### [TRAVAIL À FAIRE]
Traduisez en anglais la phrase suivante, tirée de l'article sur la campagne de la Confédération paysanne : « Il s’agit d’un projet d’élevage de volailles de chair de 120 000 places, dans la commune de Langoëlan, dévoilé en janvier. »

━━━━━ TEXTE À LIRE ━━━━━

OUEST FRANCE – 17/12/2019
Un projet morbihannais d’élevage de volailles de chair est dans le viseur de la Confédération paysanne, qui relançait mardi 17 décembre 2019 sa campagne contre l’agriculture industrielle. Cette fois, elle réunit autour d’elle des salariés de l’agroalimentaire issus de deux syndicats.
Hasard du calendrier, la Confédération paysanne a relancé, mardi 17 décembre, sa campagne syndicale contre l’industrialisation de l’agriculture, quelques jours après une victoire devant les tribunaux contre l’emblème de cette lutte, la ferme des 1 000 vaches.
Après les 1 000 vaches dans la Somme en 2009 et les 1 000 veaux dans la Creuse en 2014, c’est désormais à un élevage morbihannais que s’attaque la Confédération paysanne. Il s’agit d’un projet d’élevage de volailles de chair de 120 000 places, dans la commune de Langoëlan, dévoilé en janvier.
» Aujourd’hui, il y a une frénésie en Bretagne autour de la filière volaille », » estime Nicolas Girod. Nommé au printemps porte-parole national de la Confédération, cet éleveur jurassien reprend ainsi le flambeau de cette lutte, qui avait marqué l’action de son prédécesseur, Laurent Pinatel.
Plusieurs points importants
Dans les années 2010, le combat contre l’agriculture industrielle a pris le relais de la lutte contre les OGM comme étendard, notamment après le moratoire français de 2012. Concrètement, cette campagne consiste à enrayer des projets d’exploitations allant à l’encontre de leur modèle » d’agriculture paysanne ». «
En relançant le sujet, la Confédération tente, au passage, de reprendre la main sur des concepts, comme » les fermes usines », » dont elle a dénoncé l’usage unilatéral par Greenpeace. Il y a un an, l’ONG avait lancé une campagne axée exclusivement sur l’effet environnemental des projets industriels.
Ce mardi, le syndicat en a donc présenté sa propre définition. Le critère le plus important pour la Confédération est » l’autonomie des agriculteurs » (par exemple, le choix de la génétique). Sont également pris en compte » le travail avec la nature » (consommation d’eau) ou la » répartition » (de la production, des aides, du foncier).
À cette occasion, la Confédération s’est présentée avec un cercle élargi de partenaires issus de la société civile. Un contre-pied à la dénonciation de » « l’agri-bashing » » (dénigrement des pratiques agricoles) par la FNSEA, syndicat agricole majoritaire, reprise par le ministre de l’Agriculture, Didier Guillaume.
L’appui des syndicats
Au-delà des traditionnels alliés écologistes, dont le sénateur Joël Labbé (Morbihan), la Confédération paysanne a réussi à réunir autour d’elle les salariés de l’agroalimentaire de la CGT (Fnaf) et les enseignants agricoles de la FSU (Snetap). Deux syndicats peu enclins, jusqu’ici, à dénoncer l’industrialisation.

━━━━━ DONNÉES ━━━━━

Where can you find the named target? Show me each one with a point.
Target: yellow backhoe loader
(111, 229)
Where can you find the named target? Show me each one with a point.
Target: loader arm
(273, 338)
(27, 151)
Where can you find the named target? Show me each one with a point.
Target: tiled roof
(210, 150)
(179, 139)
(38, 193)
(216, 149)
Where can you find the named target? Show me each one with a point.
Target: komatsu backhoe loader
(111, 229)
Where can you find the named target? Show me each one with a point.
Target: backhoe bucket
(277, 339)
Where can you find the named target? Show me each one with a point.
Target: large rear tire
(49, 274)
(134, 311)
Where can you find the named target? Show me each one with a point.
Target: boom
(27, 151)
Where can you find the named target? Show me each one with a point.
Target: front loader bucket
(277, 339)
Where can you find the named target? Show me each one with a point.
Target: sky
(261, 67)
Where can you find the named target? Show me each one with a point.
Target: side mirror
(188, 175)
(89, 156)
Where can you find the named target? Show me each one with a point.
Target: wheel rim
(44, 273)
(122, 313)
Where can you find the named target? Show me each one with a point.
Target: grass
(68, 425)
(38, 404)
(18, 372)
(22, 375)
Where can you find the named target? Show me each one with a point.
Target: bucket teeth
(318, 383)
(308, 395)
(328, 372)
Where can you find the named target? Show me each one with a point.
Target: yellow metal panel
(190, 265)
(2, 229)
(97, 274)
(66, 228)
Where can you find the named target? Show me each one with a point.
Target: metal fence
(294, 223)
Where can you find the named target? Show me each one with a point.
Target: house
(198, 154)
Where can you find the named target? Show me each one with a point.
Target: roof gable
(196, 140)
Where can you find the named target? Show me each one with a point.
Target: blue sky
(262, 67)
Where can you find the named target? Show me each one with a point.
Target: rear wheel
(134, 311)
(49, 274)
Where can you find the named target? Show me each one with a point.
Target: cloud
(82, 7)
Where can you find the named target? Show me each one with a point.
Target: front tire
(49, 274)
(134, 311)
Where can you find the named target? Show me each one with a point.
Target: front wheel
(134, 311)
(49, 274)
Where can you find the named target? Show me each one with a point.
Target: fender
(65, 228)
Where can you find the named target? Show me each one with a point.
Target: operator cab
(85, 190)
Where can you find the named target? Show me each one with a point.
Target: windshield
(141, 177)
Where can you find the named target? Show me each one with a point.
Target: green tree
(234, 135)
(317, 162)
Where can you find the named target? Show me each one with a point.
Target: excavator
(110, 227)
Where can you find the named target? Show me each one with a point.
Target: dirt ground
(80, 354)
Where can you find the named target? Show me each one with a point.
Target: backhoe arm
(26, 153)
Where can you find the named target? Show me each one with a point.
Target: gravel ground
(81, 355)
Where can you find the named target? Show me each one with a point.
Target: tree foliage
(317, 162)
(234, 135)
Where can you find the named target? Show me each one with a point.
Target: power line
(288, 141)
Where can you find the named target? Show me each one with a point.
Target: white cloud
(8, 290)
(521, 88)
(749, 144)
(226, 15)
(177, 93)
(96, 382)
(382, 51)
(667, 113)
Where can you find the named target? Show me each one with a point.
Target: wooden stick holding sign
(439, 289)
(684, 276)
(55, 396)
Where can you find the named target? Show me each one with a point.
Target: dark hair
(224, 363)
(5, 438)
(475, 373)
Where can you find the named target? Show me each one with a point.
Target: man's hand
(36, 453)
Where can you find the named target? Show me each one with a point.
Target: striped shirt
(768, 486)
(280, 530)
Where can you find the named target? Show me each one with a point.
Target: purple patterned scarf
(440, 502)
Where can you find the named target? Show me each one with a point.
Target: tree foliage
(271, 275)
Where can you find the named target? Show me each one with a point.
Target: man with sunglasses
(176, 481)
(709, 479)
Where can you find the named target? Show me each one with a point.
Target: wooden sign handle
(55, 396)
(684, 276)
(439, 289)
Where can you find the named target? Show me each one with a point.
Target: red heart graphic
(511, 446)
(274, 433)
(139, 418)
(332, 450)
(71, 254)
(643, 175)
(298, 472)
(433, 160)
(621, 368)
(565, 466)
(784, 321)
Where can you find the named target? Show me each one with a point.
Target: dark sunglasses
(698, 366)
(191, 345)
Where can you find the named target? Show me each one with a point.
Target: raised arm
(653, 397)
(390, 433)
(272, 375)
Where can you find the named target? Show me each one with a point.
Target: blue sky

━━━━━

### [RÉPONSE À LA CONSIGNE]
It is a project for a 120,000-place broiler poultry farm in the municipality of Langoëlan, unveiled in January.